**Passage:**
• • • • • • •
As we walked out after our morning hunt, my mind was awash with memories of the season intermingled with thoughts of the things that I needed to accomplish prior to leaving town the next day.

Dan still had three days left in what had already been a phenomenal season. We kicked it off with our first double, and then he achieved a major milestone later in March by calling in his first solo longbeard. My hope was that Dan could get his third gobbler which would complete his first Mississippi limit.

Halfway down the hill, we stopped to admire tracks in a dusting bowl the turkeys create each year in the same spot of sandy soil. The tracks in the powdered dirt were fresh and looked big enough to be those of a gobbler. However, if he had been there earlier, he wasn’t talking.

Nearby, I could still see the indentions my boots had made a little over a week earlier when I walked in after a day of heavy rain to match wits with the “Thunder Gobbler.”

He had earned his nickname from a propensity to gobble at thunder. In fact, his gobbling at a distant storm had led me right to him. However, as luck would have it, just as I set up that day the rain set in. I vowed to be back the next morning, weather permitting.

Early the next morning, I stood in the gloaming waiting for “Thunder” to make his presence known. I didn’t have to wait long. As whippoorwill anthem transitioned to cardinal song, the raucous cawing of a nearby crow was met with a resounding gobble from the middle of the tract of timber that I was hunting.

The deluge of the prior day made moving through the woods silently an easy endeavor, and I soon found myself sitting with my back against a large pine. Faint yelps from an old Southland crystal pot call were met immediately with a fierce gobble.

I clicked off the safety and waited. Within minutes, the longbeard was standing at 25 yards looking for the hen that should have been where I was sitting. He was well within range, but a low-hanging sweet gum limb prevented me from taking the shot.

When he made his way up the ridge in search of the hen, I made a quick half circle around his position to get in front of him. My yelps were answered immediately and in what seemed like only seconds, I watched as the gobbler made his way toward me in full strut. When he stopped at 30 yards to survey his surroundings, I squeezed the trigger and dropped him.

The hunt had been a quick one, quick but memorable. I knelt over this monarch of spring and with my hands on him said a prayer of thanksgiving for his life and for what had been one of my most memorable turkey seasons in many years.

After stopping to study the dusting bowl, Dan and I resumed our walk out and I, once again, lost myself in thoughts about the season. It seems like only yesterday that I was standing in a South Florida swamp in early March waiting for the sun to rise and a longbeard to gobble and now it’s almost May.
• • • • • • •
**Task to complete:** Quote the turkey hunting story from "Early the next" up to and including "taking the shot.".

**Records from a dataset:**
• • • • • • •
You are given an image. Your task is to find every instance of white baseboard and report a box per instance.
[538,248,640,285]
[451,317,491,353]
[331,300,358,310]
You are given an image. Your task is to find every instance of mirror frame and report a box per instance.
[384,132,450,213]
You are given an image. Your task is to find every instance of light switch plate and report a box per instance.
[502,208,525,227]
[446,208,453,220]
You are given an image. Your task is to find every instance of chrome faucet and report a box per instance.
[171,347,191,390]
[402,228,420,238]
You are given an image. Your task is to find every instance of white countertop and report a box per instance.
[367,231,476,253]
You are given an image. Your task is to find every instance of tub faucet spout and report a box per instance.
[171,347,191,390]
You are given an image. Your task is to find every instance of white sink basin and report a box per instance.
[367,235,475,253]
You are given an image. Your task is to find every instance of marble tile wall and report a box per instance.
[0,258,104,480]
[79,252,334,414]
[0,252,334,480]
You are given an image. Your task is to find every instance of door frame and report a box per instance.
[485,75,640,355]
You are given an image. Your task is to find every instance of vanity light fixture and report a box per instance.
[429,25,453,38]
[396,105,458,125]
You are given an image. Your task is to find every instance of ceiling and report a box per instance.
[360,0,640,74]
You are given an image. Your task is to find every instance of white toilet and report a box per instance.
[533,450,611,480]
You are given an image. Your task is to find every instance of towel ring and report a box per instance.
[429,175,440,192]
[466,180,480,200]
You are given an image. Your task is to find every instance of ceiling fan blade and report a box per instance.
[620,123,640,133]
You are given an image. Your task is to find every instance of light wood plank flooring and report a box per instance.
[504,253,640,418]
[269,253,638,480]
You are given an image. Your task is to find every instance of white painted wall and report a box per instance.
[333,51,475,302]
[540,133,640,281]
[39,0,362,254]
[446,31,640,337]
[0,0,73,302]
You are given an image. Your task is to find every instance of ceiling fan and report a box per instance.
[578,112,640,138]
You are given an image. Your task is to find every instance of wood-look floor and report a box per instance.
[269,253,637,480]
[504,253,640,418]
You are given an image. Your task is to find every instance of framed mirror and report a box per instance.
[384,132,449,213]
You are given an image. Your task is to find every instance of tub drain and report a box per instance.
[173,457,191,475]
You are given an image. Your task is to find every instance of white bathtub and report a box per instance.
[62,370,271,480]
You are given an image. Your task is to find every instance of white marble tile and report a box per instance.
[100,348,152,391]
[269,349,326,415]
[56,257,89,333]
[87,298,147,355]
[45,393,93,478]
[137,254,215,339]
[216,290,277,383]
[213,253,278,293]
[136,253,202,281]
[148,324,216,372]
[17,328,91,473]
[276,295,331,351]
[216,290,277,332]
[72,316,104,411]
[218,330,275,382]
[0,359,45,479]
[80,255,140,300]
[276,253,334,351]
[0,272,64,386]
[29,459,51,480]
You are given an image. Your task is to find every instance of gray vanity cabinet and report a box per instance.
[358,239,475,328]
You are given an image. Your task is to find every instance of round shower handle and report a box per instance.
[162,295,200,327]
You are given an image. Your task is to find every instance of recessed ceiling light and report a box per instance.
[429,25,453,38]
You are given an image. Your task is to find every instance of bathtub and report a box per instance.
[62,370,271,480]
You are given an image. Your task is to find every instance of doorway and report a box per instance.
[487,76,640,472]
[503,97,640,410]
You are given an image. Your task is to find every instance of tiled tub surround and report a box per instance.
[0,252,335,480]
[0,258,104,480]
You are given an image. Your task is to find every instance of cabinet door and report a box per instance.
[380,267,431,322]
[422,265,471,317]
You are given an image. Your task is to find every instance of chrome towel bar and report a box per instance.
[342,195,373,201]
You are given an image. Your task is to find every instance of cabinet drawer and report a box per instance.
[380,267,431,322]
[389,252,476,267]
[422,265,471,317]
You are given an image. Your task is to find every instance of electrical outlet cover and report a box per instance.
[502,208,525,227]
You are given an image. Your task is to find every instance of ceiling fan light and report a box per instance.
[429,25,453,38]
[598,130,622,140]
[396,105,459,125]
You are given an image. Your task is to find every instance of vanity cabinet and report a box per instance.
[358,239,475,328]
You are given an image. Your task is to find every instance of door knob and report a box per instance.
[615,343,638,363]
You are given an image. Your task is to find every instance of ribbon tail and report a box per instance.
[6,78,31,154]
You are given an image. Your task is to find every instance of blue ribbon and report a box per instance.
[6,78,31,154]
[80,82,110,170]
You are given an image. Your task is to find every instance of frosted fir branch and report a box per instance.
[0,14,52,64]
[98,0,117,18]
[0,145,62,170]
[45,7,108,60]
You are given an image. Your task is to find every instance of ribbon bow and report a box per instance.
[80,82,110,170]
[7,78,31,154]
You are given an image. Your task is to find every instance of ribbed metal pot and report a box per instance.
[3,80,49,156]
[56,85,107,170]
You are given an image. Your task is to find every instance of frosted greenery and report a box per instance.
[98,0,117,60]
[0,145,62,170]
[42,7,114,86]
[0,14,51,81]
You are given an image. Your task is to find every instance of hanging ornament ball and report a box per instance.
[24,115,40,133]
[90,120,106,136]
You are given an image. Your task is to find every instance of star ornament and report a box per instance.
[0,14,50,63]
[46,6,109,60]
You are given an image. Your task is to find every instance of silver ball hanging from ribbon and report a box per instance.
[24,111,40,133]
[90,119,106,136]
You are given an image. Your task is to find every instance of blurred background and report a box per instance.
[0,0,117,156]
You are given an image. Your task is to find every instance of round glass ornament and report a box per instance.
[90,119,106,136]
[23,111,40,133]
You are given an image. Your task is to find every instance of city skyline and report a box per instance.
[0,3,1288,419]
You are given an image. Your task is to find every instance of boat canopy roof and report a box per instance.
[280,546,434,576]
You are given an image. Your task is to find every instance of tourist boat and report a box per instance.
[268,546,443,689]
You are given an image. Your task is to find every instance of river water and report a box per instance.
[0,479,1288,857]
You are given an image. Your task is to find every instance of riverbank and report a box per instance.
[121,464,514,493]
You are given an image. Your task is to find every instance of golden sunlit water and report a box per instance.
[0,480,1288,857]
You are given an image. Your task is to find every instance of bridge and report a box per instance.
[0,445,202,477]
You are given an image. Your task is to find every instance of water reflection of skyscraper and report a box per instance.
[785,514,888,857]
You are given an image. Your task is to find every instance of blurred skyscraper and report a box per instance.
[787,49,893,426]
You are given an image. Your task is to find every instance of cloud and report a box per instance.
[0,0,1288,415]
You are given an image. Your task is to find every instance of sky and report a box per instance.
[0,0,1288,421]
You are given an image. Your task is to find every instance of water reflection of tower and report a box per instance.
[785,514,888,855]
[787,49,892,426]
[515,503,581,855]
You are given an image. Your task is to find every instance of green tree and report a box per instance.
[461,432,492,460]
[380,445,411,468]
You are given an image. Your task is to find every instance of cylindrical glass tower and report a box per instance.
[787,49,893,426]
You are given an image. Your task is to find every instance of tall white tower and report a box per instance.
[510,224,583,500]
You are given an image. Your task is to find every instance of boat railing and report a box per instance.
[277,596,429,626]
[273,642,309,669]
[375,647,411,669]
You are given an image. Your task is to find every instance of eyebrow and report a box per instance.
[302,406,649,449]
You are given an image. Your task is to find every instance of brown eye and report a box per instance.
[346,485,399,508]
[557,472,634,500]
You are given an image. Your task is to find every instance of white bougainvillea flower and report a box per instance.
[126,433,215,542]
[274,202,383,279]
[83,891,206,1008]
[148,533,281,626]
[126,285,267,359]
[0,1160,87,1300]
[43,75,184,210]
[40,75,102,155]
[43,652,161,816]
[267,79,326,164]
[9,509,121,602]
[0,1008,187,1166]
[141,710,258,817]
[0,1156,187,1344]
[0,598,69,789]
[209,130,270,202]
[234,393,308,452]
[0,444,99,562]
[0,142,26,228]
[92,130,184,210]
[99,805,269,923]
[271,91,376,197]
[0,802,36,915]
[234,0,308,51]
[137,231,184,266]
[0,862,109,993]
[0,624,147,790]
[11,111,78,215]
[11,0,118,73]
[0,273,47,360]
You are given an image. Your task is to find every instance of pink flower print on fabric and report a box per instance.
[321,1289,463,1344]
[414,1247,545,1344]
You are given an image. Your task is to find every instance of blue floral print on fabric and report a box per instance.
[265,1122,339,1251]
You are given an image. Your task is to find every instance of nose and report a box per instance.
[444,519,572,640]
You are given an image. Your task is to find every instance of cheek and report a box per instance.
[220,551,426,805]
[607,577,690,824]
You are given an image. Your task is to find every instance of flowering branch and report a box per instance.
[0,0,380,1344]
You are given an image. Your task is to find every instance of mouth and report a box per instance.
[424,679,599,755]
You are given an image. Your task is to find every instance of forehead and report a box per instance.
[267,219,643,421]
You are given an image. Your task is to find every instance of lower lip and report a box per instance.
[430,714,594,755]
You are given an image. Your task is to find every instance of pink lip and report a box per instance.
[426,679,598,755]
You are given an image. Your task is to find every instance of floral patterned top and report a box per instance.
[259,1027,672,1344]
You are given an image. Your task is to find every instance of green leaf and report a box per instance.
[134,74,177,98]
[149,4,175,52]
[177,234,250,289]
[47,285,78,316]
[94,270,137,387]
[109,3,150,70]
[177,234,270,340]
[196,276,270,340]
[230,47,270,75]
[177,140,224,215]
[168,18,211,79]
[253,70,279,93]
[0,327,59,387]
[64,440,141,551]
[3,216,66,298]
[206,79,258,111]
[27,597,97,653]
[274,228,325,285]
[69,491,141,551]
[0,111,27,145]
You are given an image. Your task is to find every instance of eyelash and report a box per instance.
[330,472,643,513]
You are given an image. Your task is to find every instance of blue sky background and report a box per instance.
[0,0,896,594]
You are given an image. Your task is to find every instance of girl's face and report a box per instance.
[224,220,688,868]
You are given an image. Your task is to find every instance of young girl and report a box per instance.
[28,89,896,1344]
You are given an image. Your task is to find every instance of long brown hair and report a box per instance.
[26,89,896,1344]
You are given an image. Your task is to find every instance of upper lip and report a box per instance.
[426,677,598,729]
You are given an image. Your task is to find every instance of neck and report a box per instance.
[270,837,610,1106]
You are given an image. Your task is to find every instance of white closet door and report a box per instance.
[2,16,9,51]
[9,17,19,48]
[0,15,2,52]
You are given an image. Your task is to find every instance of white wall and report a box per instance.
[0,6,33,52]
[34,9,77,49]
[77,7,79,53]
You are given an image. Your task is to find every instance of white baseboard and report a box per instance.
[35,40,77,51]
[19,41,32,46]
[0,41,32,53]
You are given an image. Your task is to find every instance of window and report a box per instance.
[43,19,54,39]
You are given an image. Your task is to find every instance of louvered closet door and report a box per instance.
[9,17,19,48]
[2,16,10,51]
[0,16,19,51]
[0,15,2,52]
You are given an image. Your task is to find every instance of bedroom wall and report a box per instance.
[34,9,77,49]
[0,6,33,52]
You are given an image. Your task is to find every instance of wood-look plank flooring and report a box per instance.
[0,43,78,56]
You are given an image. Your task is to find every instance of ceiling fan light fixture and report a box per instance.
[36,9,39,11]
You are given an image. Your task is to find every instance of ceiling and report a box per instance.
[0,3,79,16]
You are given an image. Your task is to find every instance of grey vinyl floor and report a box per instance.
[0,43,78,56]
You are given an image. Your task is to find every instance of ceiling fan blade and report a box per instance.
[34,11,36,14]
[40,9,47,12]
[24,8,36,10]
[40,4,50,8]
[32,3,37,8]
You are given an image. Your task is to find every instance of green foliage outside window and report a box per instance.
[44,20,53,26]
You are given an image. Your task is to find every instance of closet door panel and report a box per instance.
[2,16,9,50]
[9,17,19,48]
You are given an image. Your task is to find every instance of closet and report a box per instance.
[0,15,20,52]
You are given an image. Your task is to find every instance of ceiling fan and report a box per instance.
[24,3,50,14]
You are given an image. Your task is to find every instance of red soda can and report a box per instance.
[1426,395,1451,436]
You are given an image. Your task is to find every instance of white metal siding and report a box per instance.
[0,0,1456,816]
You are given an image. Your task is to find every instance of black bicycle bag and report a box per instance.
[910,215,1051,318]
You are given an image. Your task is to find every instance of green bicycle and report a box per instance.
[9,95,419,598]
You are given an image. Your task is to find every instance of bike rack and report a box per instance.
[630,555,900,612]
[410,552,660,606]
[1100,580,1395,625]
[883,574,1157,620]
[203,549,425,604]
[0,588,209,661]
• • • • • • •
**Complete response:**
Early the next morning, I stood in the gloaming waiting for “Thunder” to make his presence known. I didn’t have to wait long. As whippoorwill anthem transitioned to cardinal song, the raucous cawing of a nearby crow was met with a resounding gobble from the middle of the tract of timber that I was hunting.

The deluge of the prior day made moving through the woods silently an easy endeavor, and I soon found myself sitting with my back against a large pine. Faint yelps from an old Southland crystal pot call were met immediately with a fierce gobble.

I clicked off the safety and waited. Within minutes, the longbeard was standing at 25 yards looking for the hen that should have been where I was sitting. He was well within range, but a low-hanging sweet gum limb prevented me from taking the shot.